TEXTO MOSTRADO:
________

Con la crisis económica han proliferado los colectivos que trabajan desde abajo, escuchando a los usuarios

El oncólogo Surendra Shastri lleva 20 años salvando la vida a mujeres en el hospital Tata Memorial de Bombay. Lo hace sin laboratorios ni patólogos. La Sociedad Americana de Oncología Clínica (ASCO) lo premió por prevenir el cáncer entre los más pobres utilizando únicamente vinagre para blanquear las células premalignas en el útero. El coste de su método preventivo es de 40 céntimos de euro. Sus consecuencias, imprevisibles. 

Trabajar con lo que se tiene a mano, sin esperar la llegada de grandes presupuestos, ha sido una constante en la historia de la humanidad. De repente se ha convertido en el gran reto del siglo XXI. También de su arquitectura. ¿Por qué? Por la colosal desigualdad. Vivimos en un mundo global que el 75% del planeta no puede aspirar a compartir con justicia. Convertir la arquitectura en una disciplina inclusiva se ha vuelto tan necesario para el mundo como para los arquitectos. En su mejor versión, esta profesión ha demostrado que puede hablar desde la culminación de la cultura. Debe establecer ahora cómo situarse en la cima de la sociedad trabajando desde abajo, escuchando las necesidades de las personas antes de aplicar teorías o estrategias que sólo sirven para construir con muchos medios y en ciudades formales.

Más que una cuestión ética, la nueva arquitectura aborda un asunto pragmático. Nunca antes hubo tantos proyectistas. Ya no son una clase privilegiada. Por eso su mirada se extiende hasta lugares y clientes alejados del privilegio. Que tiene más sentido reparar barrios deteriorados que inaugurar nuevos vecindarios es fácil de entender en todos los ámbitos excepto en el de la especulación inmobiliaria. Esa es una clave de la nueva arquitectura: debe decidir si quiere ser solución social, cultura o negocio. En qué orden. Y en qué proporción.

Otra clave está en los profesionales centrados en los problemas urgentes. Su fuerza radica en la necesidad. Su viabilidad, en la confianza. “Vivir sencillo salva vidas”, anuncia la fachada del estudio de los ecuatorianos Al Borde. Para ellos, como para cientos de colectivos (muchos españoles y latinoamericanos agrupados en la red internacional de Arquitecturas Colectivas), el método de trabajo consiste en colaboración, reciclaje y diálogo. Recombinando lo existente y pensando sin prejuicios, colaborando con profesionales de otras disciplinas (educadores, sociólogos o artistas), la fuerza de sus construcciones radica en el ingenio y la habilidad para desarrollar sistemas constructivos. El coste limitado es tan importante como la idea brillante.

________

(Registros de datos)
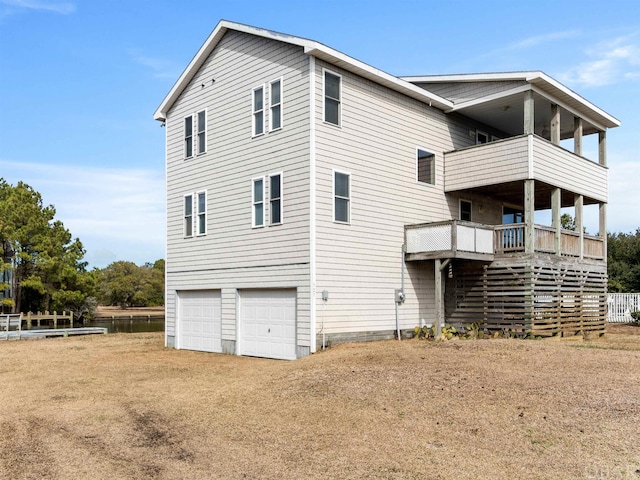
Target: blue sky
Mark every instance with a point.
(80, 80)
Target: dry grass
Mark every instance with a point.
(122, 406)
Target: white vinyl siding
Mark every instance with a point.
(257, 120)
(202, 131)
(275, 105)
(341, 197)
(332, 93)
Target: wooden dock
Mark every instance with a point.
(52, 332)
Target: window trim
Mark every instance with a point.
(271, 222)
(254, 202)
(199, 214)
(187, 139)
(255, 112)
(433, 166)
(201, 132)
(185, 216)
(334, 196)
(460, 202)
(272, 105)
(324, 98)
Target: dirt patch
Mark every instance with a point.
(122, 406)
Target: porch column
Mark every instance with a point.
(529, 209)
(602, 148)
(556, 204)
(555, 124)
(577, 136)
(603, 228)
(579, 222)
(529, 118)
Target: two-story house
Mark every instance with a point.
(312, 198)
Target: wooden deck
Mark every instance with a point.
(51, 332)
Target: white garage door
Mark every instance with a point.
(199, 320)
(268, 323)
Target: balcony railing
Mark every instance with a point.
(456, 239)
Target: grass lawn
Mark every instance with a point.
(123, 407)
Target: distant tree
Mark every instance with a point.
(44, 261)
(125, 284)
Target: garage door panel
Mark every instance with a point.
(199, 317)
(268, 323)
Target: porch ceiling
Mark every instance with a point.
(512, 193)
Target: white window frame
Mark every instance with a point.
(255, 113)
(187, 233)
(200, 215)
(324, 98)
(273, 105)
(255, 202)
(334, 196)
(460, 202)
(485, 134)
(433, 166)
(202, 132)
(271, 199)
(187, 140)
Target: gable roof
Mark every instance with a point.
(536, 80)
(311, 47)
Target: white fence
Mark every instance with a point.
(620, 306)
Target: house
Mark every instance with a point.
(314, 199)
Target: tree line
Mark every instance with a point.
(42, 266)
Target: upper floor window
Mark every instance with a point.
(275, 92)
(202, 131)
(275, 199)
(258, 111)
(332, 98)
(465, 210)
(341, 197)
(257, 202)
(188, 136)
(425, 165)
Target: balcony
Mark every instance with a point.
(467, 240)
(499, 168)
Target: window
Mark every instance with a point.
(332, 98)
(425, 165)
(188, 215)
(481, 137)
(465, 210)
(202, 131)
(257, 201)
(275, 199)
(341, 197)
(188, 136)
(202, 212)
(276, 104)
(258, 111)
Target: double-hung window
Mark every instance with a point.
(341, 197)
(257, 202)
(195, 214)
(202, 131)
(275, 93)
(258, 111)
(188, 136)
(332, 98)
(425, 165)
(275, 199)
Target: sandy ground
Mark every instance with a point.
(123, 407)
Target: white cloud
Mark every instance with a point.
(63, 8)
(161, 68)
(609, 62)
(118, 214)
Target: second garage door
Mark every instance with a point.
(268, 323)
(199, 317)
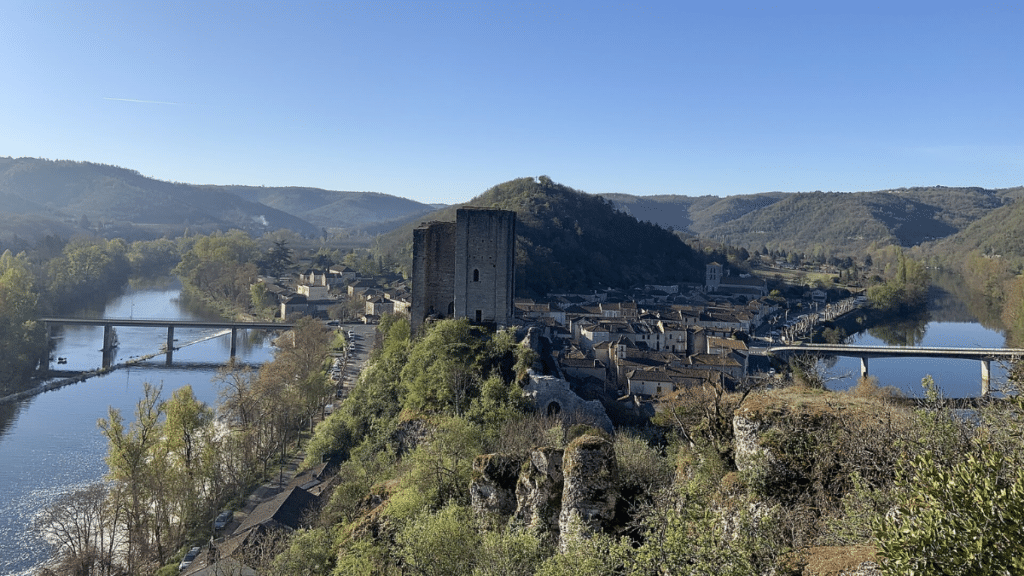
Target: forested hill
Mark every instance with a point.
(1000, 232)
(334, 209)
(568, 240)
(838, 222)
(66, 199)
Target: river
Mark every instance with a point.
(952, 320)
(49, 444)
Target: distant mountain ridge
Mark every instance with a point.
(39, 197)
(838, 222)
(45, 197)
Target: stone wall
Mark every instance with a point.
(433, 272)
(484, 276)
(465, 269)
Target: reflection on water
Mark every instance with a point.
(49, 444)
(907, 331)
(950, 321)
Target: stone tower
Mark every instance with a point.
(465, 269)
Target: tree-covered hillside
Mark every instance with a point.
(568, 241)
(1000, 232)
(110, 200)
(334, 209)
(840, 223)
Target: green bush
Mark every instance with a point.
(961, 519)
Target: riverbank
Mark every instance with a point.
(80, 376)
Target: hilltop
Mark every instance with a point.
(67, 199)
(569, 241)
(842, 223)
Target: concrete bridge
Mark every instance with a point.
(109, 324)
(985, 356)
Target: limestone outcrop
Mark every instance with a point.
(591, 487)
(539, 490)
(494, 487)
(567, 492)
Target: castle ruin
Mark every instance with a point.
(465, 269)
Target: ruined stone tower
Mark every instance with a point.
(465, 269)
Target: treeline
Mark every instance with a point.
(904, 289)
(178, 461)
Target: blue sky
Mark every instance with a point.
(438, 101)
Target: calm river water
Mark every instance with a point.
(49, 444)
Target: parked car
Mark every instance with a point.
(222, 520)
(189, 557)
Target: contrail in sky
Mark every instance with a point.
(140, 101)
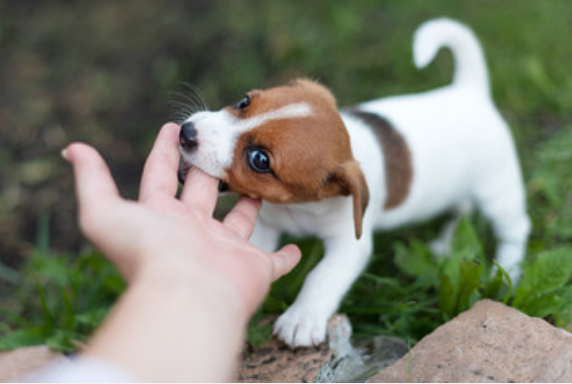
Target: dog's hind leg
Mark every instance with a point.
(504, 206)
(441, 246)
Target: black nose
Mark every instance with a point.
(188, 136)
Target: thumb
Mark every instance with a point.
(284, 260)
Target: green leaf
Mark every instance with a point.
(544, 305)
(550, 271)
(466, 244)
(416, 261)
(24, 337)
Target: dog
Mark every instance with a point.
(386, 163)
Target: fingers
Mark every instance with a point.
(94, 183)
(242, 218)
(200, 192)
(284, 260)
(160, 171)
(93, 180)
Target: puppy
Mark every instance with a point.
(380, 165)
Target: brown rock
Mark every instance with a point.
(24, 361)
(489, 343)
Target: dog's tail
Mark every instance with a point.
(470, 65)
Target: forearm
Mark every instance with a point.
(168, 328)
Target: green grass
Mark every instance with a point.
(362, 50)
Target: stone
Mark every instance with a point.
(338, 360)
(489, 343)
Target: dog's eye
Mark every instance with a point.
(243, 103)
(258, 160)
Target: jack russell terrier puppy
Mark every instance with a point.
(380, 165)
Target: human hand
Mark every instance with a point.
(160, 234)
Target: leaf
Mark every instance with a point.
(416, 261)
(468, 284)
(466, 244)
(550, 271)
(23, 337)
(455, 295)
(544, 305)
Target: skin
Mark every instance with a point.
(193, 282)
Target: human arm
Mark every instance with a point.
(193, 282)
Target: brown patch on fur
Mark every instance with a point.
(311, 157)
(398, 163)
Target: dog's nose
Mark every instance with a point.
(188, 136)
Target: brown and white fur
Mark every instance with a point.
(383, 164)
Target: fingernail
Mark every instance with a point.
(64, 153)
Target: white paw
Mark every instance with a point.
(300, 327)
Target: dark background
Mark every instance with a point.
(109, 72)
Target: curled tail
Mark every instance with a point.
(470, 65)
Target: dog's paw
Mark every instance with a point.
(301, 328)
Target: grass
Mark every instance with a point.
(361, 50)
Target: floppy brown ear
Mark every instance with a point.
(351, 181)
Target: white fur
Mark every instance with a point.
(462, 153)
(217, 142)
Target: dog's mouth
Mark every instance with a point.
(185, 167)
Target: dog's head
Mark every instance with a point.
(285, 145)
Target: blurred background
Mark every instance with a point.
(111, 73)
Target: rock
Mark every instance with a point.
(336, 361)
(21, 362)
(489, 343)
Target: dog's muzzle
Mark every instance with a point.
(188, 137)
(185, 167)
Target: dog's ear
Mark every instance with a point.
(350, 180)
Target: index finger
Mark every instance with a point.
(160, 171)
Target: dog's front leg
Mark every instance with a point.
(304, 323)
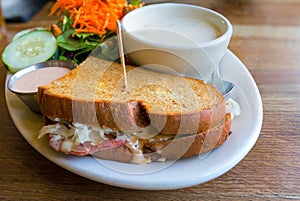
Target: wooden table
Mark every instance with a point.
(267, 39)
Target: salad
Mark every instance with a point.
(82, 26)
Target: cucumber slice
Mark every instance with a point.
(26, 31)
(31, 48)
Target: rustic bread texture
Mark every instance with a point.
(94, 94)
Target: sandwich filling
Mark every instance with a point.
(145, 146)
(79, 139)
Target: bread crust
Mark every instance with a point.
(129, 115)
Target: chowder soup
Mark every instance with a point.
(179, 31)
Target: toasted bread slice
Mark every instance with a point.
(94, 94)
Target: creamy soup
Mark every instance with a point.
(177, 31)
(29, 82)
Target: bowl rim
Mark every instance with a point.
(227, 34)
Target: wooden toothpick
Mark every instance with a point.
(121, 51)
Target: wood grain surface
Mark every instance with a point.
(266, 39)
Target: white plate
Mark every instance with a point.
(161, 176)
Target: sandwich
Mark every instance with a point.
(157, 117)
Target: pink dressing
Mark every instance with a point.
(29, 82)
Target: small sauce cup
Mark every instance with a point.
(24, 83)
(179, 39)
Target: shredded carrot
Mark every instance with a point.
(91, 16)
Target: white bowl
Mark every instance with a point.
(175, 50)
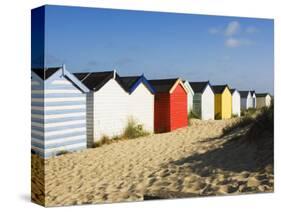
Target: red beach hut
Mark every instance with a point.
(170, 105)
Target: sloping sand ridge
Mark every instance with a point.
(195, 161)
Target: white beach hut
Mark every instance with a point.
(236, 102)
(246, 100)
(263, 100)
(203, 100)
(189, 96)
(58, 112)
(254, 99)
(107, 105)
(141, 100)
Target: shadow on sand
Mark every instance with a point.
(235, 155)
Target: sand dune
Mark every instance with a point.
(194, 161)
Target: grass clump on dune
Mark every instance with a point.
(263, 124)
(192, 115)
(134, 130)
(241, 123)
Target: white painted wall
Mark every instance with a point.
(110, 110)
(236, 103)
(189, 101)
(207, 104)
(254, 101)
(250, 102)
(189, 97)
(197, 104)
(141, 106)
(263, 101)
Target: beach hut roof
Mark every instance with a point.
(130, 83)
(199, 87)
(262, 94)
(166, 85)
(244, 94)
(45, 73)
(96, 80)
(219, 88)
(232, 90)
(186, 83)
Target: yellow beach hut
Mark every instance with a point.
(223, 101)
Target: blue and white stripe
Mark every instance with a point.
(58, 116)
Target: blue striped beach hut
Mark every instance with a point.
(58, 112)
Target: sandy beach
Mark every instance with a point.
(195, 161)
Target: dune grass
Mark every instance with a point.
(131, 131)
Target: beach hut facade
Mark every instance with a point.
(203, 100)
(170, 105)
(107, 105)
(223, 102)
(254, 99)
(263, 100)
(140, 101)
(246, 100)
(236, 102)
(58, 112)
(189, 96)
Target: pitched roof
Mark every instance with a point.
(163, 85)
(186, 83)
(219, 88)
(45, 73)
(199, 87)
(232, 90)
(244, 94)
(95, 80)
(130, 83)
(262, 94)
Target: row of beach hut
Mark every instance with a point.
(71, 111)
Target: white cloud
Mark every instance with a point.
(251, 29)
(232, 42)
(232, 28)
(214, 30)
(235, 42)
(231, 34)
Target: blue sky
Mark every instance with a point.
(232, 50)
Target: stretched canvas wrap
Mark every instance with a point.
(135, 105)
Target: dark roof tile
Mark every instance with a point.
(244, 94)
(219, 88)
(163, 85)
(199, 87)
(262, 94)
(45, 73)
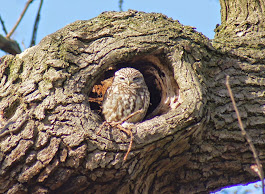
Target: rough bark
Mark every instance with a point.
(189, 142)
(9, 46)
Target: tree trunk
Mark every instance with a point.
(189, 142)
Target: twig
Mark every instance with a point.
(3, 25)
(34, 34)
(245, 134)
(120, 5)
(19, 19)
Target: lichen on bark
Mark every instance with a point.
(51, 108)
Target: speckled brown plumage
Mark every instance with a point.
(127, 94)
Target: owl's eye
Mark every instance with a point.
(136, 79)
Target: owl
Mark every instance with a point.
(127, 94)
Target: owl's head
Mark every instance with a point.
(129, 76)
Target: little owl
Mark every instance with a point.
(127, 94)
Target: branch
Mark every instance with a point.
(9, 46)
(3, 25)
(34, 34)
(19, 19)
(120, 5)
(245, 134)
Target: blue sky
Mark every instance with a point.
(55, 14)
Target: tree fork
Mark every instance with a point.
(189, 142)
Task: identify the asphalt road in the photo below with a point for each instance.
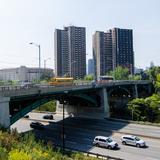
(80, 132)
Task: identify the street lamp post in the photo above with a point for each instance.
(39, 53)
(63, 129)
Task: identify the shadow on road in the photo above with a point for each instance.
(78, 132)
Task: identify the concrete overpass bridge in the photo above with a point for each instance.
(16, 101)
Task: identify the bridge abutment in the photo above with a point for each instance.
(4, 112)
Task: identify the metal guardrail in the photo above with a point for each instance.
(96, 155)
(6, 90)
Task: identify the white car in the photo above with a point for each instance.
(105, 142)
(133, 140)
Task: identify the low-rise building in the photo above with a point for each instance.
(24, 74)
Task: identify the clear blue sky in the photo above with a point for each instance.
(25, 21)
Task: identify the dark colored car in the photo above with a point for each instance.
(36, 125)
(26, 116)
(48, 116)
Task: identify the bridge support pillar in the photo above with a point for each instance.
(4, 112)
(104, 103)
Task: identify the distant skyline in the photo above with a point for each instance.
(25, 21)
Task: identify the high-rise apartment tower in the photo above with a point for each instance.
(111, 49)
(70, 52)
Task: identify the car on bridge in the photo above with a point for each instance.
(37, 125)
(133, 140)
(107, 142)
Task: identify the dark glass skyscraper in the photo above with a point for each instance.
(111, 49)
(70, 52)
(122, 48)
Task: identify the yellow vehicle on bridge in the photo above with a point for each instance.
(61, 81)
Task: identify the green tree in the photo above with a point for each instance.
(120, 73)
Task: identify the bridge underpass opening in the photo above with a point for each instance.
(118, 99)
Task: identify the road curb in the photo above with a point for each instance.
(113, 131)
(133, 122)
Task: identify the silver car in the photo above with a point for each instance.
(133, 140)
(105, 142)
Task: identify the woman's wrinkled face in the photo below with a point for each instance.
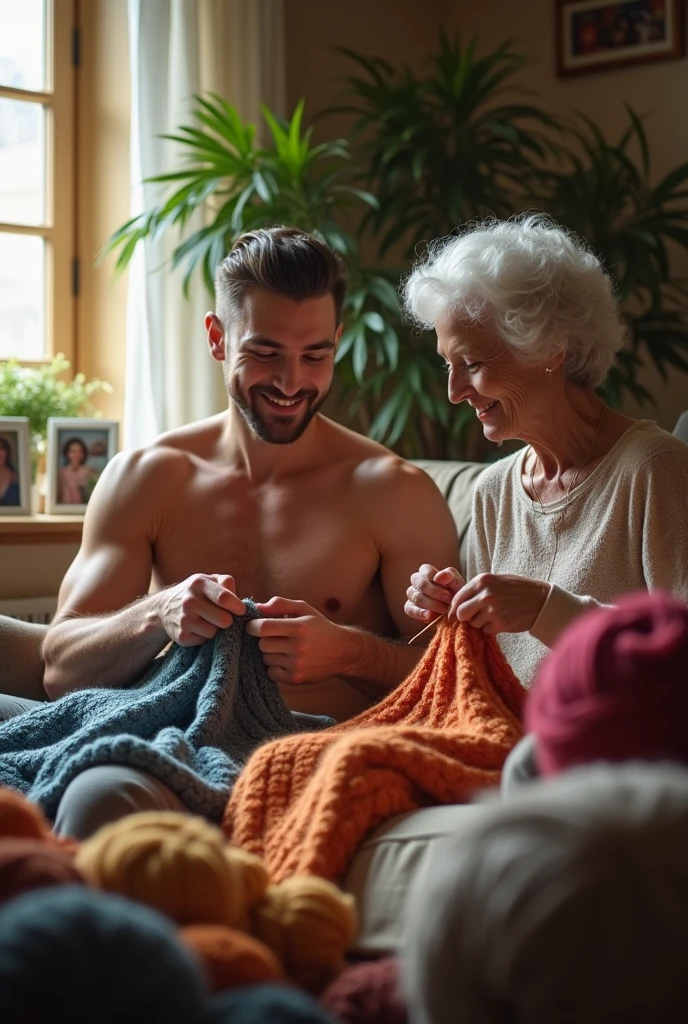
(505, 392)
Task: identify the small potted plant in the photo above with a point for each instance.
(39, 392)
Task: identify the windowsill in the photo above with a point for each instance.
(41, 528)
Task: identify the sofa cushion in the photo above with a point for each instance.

________

EJERCICIO 1: En el texto sobre la nueva arquitectura, ¿qué frase anuncia la fachada del estudio de los ecuatorianos Al Borde?
EJERCICIO 2: Prosiga el texto sobre la nueva arquitectura a partir de su última oración.

RESPUESTA 1: «Vivir sencillo salva vidas».

RESPUESTA 2:
El chileno Alejandro Aravena y su estudio Elemental han construido viviendas incrementales en las que entregan a los clientes estructuras ampliables. El usuario completa su casa cuando sus posibilidades y necesidades cambian. Tras exponer en bienales de arte, los franceses Lacaton & Vassal restauran edificios añadiéndoles una fachada que aumenta la superficie útil y mejora el aislamiento. Lo hacen sin desalojar a los inquilinos. Son muchos los arquitectos que, como el colectivo Assemble, se han fijado en las necesidades reales de la gente.

Este tipo de arquitectura reparadora e inclusiva no es una crítica a los logros tecnológicos ni a los mejores edificios. Es una urgencia que hasta ahora escapaba a los intereses de la mayoría de los profesionales de igual manera que las mujeres que no pueden pagar una citología escapan a las estadísticas de la prevención del cáncer. Con todo, el empoderamiento de los ciudadanos no puede hacer pensar que cualquiera puede trabajar como arquitecto. Todo lo contrario, la figura del profesional como guía, con conocimiento técnico y un repertorio de soluciones fiables, es más necesaria que nunca. Se necesitan pensadores y ejecutores capaces de demostrar que la arquitectura puede, real y no sólo teóricamente, transformar la vida de la gente.